(Location identification data)

★ ★ ★

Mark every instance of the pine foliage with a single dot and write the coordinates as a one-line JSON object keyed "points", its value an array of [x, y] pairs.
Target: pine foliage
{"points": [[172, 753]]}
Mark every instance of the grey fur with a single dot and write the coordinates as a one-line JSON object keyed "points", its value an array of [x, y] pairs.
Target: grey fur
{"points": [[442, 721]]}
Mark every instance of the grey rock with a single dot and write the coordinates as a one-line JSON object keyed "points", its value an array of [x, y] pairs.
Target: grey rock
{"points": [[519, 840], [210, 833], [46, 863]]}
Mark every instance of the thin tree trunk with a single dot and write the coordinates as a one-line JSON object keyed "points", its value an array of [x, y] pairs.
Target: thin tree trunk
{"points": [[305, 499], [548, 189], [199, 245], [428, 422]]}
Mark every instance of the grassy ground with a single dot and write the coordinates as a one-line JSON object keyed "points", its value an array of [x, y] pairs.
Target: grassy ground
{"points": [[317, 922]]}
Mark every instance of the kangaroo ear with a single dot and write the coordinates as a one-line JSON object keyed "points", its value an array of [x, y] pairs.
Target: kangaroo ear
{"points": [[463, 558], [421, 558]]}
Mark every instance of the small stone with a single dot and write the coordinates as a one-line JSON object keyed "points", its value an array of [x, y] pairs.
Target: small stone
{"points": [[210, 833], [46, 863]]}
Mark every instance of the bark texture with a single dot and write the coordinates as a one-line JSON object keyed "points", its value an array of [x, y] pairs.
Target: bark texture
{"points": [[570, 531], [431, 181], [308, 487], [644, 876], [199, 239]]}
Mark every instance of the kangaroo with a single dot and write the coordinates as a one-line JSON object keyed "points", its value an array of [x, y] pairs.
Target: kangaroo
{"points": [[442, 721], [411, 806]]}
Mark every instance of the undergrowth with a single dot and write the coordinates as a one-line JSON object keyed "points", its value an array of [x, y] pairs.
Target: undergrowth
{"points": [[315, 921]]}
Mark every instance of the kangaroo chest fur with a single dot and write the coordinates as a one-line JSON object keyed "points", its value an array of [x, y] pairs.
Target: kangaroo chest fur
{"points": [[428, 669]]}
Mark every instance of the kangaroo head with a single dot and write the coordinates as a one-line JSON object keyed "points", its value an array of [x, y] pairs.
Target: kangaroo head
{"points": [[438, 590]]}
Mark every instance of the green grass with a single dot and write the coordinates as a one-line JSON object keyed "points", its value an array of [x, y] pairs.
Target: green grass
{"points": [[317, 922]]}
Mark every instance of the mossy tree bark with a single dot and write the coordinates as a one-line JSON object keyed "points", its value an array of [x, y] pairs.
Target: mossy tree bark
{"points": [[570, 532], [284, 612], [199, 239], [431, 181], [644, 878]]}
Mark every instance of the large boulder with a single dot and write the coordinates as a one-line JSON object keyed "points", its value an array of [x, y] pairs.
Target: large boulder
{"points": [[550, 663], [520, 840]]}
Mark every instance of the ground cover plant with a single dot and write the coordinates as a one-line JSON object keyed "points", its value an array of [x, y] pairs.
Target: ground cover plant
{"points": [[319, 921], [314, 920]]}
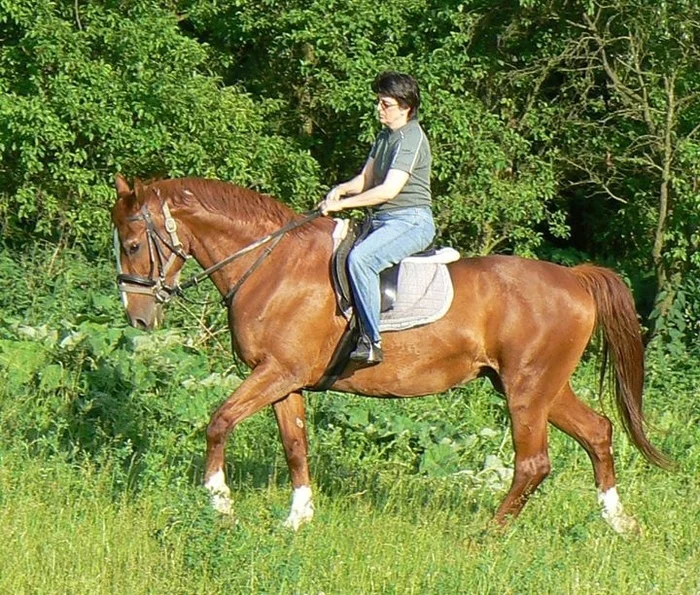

★ ★ ★

__Exercise description__: Rewrite all of the data above with "single dot" changed to "small circle" everywhere and nothing else altered. Leave out the pictures.

__Task answer__:
Mark every instance of the pine foliage with a small circle and write the coordinates as a one-line JSON object keyed "points", its value an array of [x, y] pairs.
Target: pine foliage
{"points": [[172, 753]]}
Mark every instance of the grey fur with a small circle and write the coordinates as a one-line JSON object keyed "points", its value an array of [x, y] pairs.
Target: grey fur
{"points": [[442, 721]]}
Mark every instance of the grey rock with a small circle and write the coordinates as a one-line JSON object keyed "points", its value an array of [x, y] pairs.
Target: grey rock
{"points": [[519, 840], [210, 833], [46, 863]]}
Mark every instance of the thin tree trunk with a small circle and write the coordinates as a one-line JSON object keyed "points", its value an array of [x, y] pairs.
Target: thin tree trunk
{"points": [[305, 499], [548, 189], [199, 245], [428, 422]]}
Mark every instance of the grassy ground with a small circle and write the coordinates as a one-line JSON object keyed "points", its value an array of [x, y] pairs.
Target: grassy ground
{"points": [[317, 922]]}
Mark every instance of the kangaroo ear with a small circle and write the coordinates as a one-line JSON object keyed "points", its value an array of [x, y] pairs.
Target: kangaroo ear
{"points": [[463, 558], [421, 558]]}
Mark every instance of the small stone with a small circle and write the coordinates as a one-line JSON object keyed "points", its value an array of [x, y] pairs.
Target: small stone
{"points": [[210, 833], [46, 863]]}
Mark every instance of the bark texture with a small circle and write the coordinates as a one-line JSON object keyed "points", its value an array of [x, y] pairs.
Target: bark texture
{"points": [[570, 531], [431, 181], [308, 487], [644, 876], [199, 239]]}
Mark every instance of the kangaroo with a small circle and write the coordinates as a one-line JSON object keyed "points", its value an array of [x, y] pairs.
Target: kangaroo
{"points": [[442, 721], [411, 806]]}
Mark every instance of the undergrowth with a small circle and write the coordinates as a one-line JSON object keyed "points", its value an array of [x, y] pairs.
Target: undergrowth
{"points": [[315, 921]]}
Mark every instance of the kangaroo chest fur with a small circle and write the coordinates as a one-line JSON object keyed "points", its value an array of [x, y] pairs.
Target: kangaroo chest fur
{"points": [[428, 669]]}
Mark every instance of the kangaroo head with a small circle and write the coordinates as a one-line JSON object keyed "points", its value an array of [x, y] pairs.
Target: kangaroo head
{"points": [[438, 590]]}
Mark every instance of the green grass with a small circle and write the coordinates as a one-line JSON object keyed "points", its value an array of [x, y] pairs.
Target: green grass
{"points": [[317, 922]]}
Mark every instance of the mossy tree bark with a small circle and write the coordinates as a one-line JSON object keyed "points", its value an array of [x, y] pairs.
Target: mossy tree bark
{"points": [[570, 532], [284, 612], [199, 239], [431, 181], [644, 878]]}
Mark every instance of the large boulder with a small circle and write the coordinates as a one-line JSON object keyed "points", its value an array of [x, y] pairs.
Target: large boulder
{"points": [[550, 663], [520, 840]]}
Mark every instance of the ground cover plant with a small circle and write the coordinates as a one-line JSON object keyed "points", its value an array of [x, y] pairs.
Target: ground cover plant
{"points": [[319, 921], [314, 920]]}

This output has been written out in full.